WORK REQUIRED ▸ In the abstract on screening HIV patients in Guatemala, which opportunistic infection was the most frequent?

(Beginning of TEXT EXCERPT)

Please use this identifier to cite or link to this item:http://hdl.handle.net/20.500.12105/12892
A Rapid Screening Program for Histoplasmosis, Tuberculosis, and Cryptococcosis Reduces Mortality in HIV Patients from Guatemala.
J Fungi (Basel). 2021 Apr 1;7(4):268.
Opportunistic infections (OIs) and advanced HIV disease (AHD) contribute to HIV-related mortality. Here, we analyzed the situation of AHD and OIs in a cohort of newly diagnosed HIV patients from Guatemala. We included 2127 adult patients from 13 facilities across the country during 2017 to 2018. Patients were screened for tuberculosis (TB), nontuberculous mycobacteria (NTM), histoplasmosis, and cryptococcal disease, independently of their CD4 cell count. Of the 2127 enrolled patients, 1682 (79.1%) had a CD4 cell count available; of which 52% presented with AHD. Of the Mayan population, 65% had AHD. The overall OI incidence was 21%. Histoplasmosis was the most frequent OI (7.9%), followed by TB (7.1%); 94.4% of these infections occurred in patients with a CD4 < 350 cells/mm3. Mortality at 180 days was significantly higher in those with OIs than without OIs (29.7% vs. 5.9%, p < 0.0001). In one year, this program decreased the OI mortality by 7% and increased the OI treatment by 5.1%. Early OI diagnosis and appropriate therapy reduced OI mortality among newly diagnosed HIV patients in Guatemala. Screening for OIs should be considered in all newly diagnosed HIV patients who have a CD4 cell count < 350 cells/mm3 or those without a CD4 cell count available. To improve results, interventions such as early HIV detection and access to flucytosine and liposomal amphotericin B are required.

(End of TEXT EXCERPT)
(Beginning of SUPPLIED INFORMATION)

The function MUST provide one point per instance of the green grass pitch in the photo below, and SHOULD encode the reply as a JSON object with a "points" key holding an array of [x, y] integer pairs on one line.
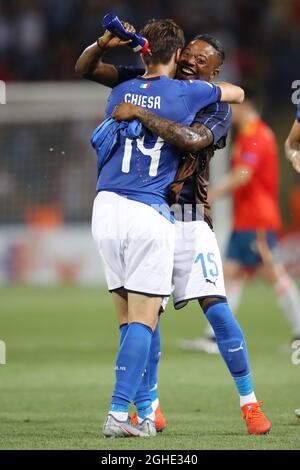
{"points": [[61, 346]]}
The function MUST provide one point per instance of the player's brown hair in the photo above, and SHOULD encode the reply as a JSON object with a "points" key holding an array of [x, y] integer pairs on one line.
{"points": [[164, 37]]}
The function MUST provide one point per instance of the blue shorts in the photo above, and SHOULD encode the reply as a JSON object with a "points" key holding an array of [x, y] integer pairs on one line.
{"points": [[243, 246]]}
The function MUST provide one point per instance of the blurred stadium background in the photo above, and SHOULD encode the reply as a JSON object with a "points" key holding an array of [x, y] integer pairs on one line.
{"points": [[47, 180]]}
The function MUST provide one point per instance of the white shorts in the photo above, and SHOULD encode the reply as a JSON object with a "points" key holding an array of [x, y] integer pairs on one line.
{"points": [[136, 244], [198, 270]]}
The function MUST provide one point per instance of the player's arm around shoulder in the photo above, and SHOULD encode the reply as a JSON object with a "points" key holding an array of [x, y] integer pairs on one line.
{"points": [[190, 139], [231, 93]]}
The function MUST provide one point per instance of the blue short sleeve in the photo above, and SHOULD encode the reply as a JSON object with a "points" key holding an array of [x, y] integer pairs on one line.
{"points": [[216, 117], [128, 73], [200, 94]]}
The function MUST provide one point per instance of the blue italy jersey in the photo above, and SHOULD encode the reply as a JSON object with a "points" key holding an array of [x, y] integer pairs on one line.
{"points": [[142, 168]]}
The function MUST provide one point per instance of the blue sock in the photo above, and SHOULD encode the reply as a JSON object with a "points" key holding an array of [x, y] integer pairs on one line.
{"points": [[231, 343], [142, 399], [123, 331], [154, 357], [130, 364]]}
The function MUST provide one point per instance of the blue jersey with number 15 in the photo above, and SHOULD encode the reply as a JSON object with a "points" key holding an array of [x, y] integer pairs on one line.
{"points": [[142, 169]]}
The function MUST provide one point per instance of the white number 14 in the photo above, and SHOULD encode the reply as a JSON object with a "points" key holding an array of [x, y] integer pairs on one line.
{"points": [[154, 153]]}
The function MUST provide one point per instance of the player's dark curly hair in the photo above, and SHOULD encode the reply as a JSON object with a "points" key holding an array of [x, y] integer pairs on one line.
{"points": [[215, 43], [164, 37]]}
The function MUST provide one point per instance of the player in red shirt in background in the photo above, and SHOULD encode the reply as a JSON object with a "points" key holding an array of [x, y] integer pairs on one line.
{"points": [[292, 145], [254, 183]]}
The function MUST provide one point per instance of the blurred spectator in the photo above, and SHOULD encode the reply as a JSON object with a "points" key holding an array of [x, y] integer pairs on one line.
{"points": [[41, 39]]}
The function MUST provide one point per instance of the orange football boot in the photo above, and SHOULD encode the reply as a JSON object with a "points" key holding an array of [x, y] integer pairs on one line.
{"points": [[160, 420], [254, 418]]}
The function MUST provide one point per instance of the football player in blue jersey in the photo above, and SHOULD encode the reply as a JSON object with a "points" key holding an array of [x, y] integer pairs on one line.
{"points": [[197, 272], [179, 132], [292, 145]]}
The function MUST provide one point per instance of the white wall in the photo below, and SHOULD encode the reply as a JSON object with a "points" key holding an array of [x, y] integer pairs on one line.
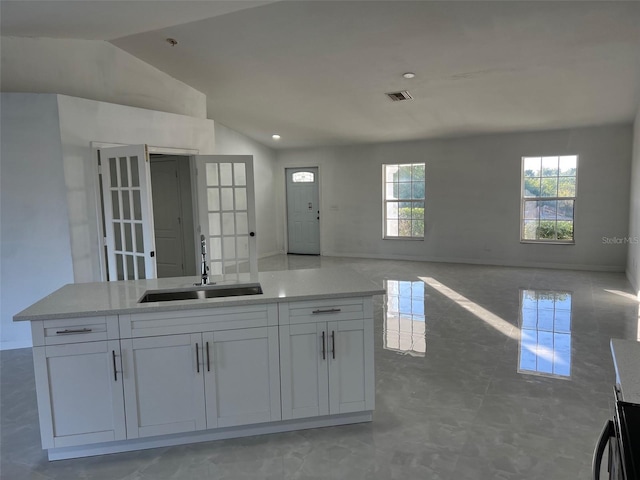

(End of SUPPLIED INFORMATION)

EXERCISE OUTPUT ▸ Histoplasmosis, at 7.9%.